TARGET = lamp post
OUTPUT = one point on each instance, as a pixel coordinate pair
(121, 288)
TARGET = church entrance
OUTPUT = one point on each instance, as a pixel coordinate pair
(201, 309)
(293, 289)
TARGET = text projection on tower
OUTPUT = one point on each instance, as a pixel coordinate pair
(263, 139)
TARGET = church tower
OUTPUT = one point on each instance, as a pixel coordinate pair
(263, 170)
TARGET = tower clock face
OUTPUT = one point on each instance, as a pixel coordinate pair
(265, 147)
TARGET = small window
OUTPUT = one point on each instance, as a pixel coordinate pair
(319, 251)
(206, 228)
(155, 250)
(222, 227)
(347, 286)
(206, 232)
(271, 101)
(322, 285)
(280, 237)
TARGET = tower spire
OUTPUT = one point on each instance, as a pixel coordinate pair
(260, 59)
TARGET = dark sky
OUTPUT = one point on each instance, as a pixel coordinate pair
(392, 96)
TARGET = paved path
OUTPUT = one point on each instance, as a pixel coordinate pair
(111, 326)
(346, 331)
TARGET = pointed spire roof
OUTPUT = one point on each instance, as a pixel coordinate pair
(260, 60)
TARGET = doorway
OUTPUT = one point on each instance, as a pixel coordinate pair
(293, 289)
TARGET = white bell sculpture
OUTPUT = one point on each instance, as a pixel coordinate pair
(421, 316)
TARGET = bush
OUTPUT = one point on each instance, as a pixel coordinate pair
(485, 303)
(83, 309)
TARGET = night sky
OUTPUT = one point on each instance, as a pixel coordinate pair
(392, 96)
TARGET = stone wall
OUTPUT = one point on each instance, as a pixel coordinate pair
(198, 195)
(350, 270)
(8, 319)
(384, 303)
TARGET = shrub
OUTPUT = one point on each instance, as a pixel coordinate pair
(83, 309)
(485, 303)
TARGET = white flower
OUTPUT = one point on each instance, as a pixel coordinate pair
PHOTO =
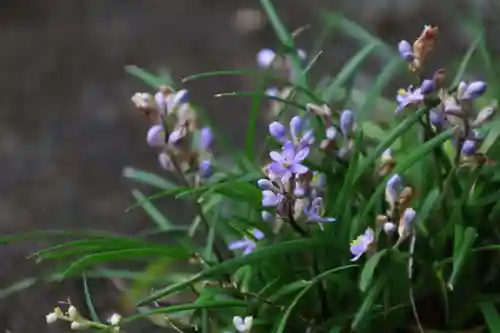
(242, 325)
(51, 317)
(115, 319)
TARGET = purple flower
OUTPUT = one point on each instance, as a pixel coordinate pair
(247, 244)
(468, 148)
(156, 136)
(205, 169)
(277, 131)
(314, 212)
(474, 90)
(408, 97)
(270, 198)
(265, 58)
(267, 217)
(406, 50)
(394, 187)
(206, 138)
(346, 122)
(427, 87)
(288, 162)
(362, 244)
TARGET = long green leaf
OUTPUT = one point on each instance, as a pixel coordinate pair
(469, 237)
(257, 256)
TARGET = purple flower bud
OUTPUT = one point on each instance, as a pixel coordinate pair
(468, 148)
(408, 217)
(156, 136)
(268, 217)
(272, 91)
(427, 87)
(389, 227)
(206, 138)
(277, 130)
(295, 127)
(271, 199)
(331, 133)
(265, 184)
(405, 50)
(265, 58)
(346, 122)
(436, 118)
(474, 90)
(394, 187)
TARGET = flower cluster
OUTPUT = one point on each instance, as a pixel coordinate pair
(174, 133)
(290, 186)
(78, 322)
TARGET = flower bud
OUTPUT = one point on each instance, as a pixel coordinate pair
(156, 136)
(406, 51)
(51, 318)
(277, 130)
(265, 58)
(474, 90)
(346, 122)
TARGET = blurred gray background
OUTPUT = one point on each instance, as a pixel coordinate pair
(67, 126)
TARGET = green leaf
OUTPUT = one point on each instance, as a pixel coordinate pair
(88, 299)
(148, 178)
(465, 249)
(257, 256)
(148, 78)
(410, 161)
(186, 307)
(404, 126)
(465, 61)
(425, 210)
(491, 316)
(158, 218)
(365, 309)
(369, 269)
(125, 255)
(347, 71)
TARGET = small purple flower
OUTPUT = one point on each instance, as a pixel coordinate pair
(427, 87)
(314, 212)
(156, 136)
(267, 216)
(346, 122)
(247, 244)
(206, 138)
(265, 58)
(474, 90)
(362, 243)
(468, 148)
(394, 187)
(408, 97)
(271, 199)
(205, 169)
(288, 162)
(406, 50)
(176, 99)
(277, 131)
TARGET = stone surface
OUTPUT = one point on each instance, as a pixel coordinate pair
(67, 127)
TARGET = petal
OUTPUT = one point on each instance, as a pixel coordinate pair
(239, 244)
(298, 169)
(301, 155)
(277, 169)
(269, 199)
(275, 156)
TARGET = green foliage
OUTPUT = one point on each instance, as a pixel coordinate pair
(436, 273)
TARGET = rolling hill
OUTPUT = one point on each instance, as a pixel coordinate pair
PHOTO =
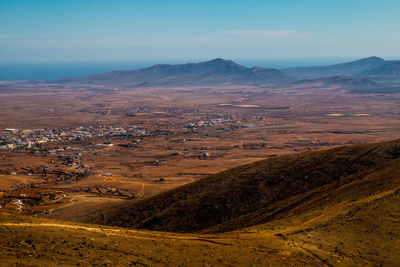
(343, 69)
(334, 207)
(344, 82)
(388, 72)
(214, 72)
(257, 193)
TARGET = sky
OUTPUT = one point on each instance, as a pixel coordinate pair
(117, 30)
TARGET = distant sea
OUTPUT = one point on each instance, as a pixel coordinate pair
(55, 70)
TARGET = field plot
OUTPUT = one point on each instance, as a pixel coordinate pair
(67, 147)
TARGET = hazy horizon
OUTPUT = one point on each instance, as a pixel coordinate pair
(165, 30)
(10, 71)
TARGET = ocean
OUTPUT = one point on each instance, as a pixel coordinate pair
(56, 70)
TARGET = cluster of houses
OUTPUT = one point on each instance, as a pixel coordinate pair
(22, 139)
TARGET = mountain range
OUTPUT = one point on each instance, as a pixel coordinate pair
(363, 73)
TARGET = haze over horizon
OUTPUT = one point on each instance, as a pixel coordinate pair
(178, 31)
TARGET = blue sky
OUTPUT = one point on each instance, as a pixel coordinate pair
(97, 30)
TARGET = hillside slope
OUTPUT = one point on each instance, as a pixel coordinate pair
(343, 69)
(259, 191)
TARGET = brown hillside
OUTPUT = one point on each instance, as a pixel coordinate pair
(251, 194)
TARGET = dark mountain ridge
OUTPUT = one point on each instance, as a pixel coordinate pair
(343, 69)
(214, 72)
(254, 193)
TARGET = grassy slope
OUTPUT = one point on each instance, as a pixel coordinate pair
(350, 221)
(42, 242)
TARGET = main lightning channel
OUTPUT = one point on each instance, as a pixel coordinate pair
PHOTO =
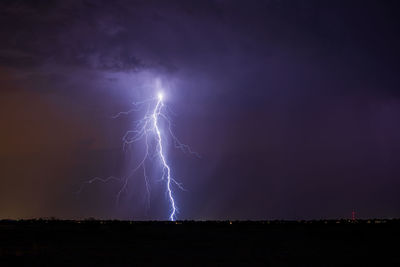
(149, 128)
(156, 115)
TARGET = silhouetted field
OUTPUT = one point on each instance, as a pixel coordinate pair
(187, 243)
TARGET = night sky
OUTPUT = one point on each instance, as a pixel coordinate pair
(294, 107)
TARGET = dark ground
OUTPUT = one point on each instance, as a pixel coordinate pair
(273, 243)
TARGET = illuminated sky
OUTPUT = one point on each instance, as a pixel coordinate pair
(294, 106)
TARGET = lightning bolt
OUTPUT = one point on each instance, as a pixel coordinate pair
(149, 129)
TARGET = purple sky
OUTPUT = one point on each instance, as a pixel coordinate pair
(294, 106)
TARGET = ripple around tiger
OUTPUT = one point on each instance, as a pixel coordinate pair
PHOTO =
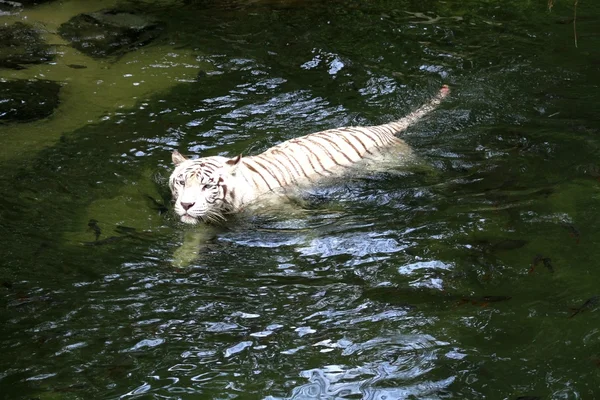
(208, 188)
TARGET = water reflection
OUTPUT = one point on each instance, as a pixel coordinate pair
(413, 283)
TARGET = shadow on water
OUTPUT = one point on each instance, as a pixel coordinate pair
(469, 274)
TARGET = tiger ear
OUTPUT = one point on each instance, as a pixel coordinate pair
(177, 157)
(233, 163)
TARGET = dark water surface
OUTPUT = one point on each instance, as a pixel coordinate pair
(469, 276)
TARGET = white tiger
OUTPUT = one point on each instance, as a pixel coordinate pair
(208, 188)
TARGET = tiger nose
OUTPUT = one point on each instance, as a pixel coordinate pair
(187, 206)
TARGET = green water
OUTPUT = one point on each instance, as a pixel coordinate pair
(456, 278)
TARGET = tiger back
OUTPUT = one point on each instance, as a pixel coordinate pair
(207, 189)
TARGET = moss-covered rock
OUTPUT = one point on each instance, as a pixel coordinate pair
(109, 32)
(20, 44)
(27, 100)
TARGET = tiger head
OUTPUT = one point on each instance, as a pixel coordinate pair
(200, 187)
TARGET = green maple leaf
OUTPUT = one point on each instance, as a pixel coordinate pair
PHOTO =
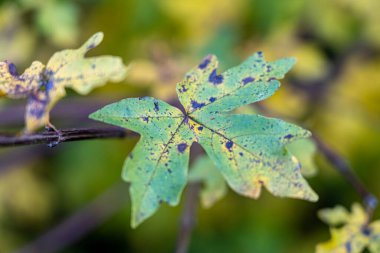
(354, 236)
(45, 85)
(249, 150)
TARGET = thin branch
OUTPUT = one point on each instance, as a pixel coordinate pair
(188, 218)
(369, 200)
(81, 223)
(53, 138)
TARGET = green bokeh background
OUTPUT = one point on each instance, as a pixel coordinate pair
(161, 39)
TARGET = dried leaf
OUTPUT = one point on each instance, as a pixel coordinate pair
(44, 86)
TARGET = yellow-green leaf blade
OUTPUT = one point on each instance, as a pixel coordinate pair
(157, 166)
(250, 152)
(254, 80)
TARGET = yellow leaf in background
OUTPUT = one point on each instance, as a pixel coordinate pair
(44, 86)
(354, 236)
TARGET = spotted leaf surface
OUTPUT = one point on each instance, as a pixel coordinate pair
(214, 186)
(354, 235)
(248, 150)
(44, 85)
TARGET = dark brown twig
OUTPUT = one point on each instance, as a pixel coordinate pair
(188, 218)
(53, 138)
(369, 200)
(81, 223)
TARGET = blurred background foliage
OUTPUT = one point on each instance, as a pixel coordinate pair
(334, 90)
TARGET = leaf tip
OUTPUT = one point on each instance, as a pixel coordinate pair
(93, 41)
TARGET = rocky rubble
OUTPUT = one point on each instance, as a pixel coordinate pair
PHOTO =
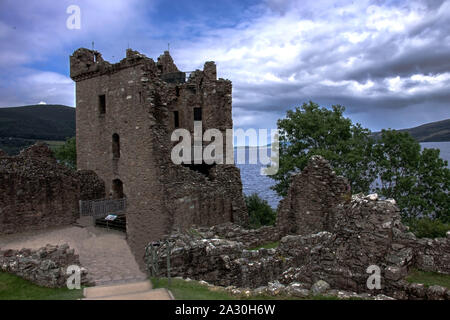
(359, 236)
(45, 267)
(36, 192)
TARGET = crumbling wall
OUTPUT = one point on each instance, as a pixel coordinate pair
(36, 192)
(219, 261)
(45, 267)
(311, 197)
(357, 236)
(139, 108)
(250, 238)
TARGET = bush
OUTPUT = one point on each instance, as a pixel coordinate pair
(67, 153)
(428, 228)
(259, 211)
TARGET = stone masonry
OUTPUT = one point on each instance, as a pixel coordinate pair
(355, 233)
(125, 115)
(312, 195)
(36, 192)
(45, 267)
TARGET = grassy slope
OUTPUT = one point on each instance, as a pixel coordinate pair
(21, 127)
(430, 132)
(43, 122)
(15, 288)
(429, 278)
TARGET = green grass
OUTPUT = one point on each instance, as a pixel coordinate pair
(15, 288)
(193, 290)
(429, 278)
(270, 245)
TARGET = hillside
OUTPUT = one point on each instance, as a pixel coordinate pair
(22, 126)
(430, 132)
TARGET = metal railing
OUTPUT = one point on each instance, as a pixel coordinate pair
(102, 207)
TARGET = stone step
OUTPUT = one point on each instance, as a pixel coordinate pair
(155, 294)
(117, 289)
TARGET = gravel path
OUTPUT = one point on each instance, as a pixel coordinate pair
(104, 253)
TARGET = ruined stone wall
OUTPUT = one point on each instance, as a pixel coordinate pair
(250, 238)
(139, 108)
(356, 233)
(36, 192)
(45, 267)
(220, 261)
(312, 195)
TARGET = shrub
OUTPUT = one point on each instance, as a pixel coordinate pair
(260, 212)
(428, 228)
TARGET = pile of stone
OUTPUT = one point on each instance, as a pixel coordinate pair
(342, 245)
(250, 238)
(45, 267)
(223, 262)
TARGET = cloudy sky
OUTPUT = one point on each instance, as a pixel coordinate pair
(387, 62)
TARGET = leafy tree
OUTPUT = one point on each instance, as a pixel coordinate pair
(428, 228)
(311, 130)
(260, 212)
(67, 153)
(418, 181)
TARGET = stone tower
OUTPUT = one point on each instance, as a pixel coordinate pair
(125, 114)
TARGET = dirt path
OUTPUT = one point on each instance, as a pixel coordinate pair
(104, 253)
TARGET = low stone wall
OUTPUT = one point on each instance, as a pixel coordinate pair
(222, 262)
(432, 254)
(45, 267)
(250, 238)
(36, 192)
(311, 197)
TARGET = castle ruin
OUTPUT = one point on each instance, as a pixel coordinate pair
(125, 115)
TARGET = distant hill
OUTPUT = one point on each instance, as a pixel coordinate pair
(22, 126)
(430, 132)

____

## WRITTEN EXERCISE:
Take the lines from the one containing "TARGET = metal railing" to the last line of the material above and write them out exactly.

## COMPLETED EXERCISE:
TARGET = metal railing
OUTPUT = one point on each instance, as a pixel coordinate pair
(102, 207)
TARGET = stone step
OUTPUT = one point on each instance, as a pixel coordinate pair
(155, 294)
(117, 289)
TARGET = gravel path
OUTPUT = one point on each instance, as a pixel coordinate pair
(104, 253)
TARGET = ruined stone wall
OUTPUT = one point on each instance, as a pixel coordinate pair
(250, 238)
(139, 108)
(356, 233)
(36, 192)
(45, 267)
(220, 261)
(312, 195)
TARGET = shrub
OUTPUT = one point on each instance, as a pixel coordinate pair
(260, 212)
(428, 228)
TARGET = pile of stone
OUTPUT = one point on each instance, as a pixel coordinate pair
(342, 245)
(250, 238)
(45, 267)
(223, 262)
TARGET = cloudy sky
OUTPUT = one point on each instance, as a pixel coordinate pair
(387, 62)
TARGET = leafy tree
OUTPUT = one point on each instance, as a pixel coordinate pair
(428, 228)
(311, 130)
(260, 212)
(67, 153)
(418, 181)
TARGET = stone tower
OUTPUT = one point on each instance, as a pixel coordinate pair
(125, 114)
TARGET = dirt path
OUTPUT = one point on each instance, as a pixel coordinate pair
(104, 253)
TARGET = low stone wall
OUTPUT = one point on each instance, as a pixel coordinate pair
(222, 262)
(432, 254)
(45, 267)
(250, 238)
(36, 192)
(311, 197)
TARGET = castle ruin
OUTPUT = one point on each instance, as a pixel coordinate pair
(125, 115)
TARGET = distant hill
OUTPUT = one point on each instance, as a pixel coordinate pair
(22, 126)
(430, 132)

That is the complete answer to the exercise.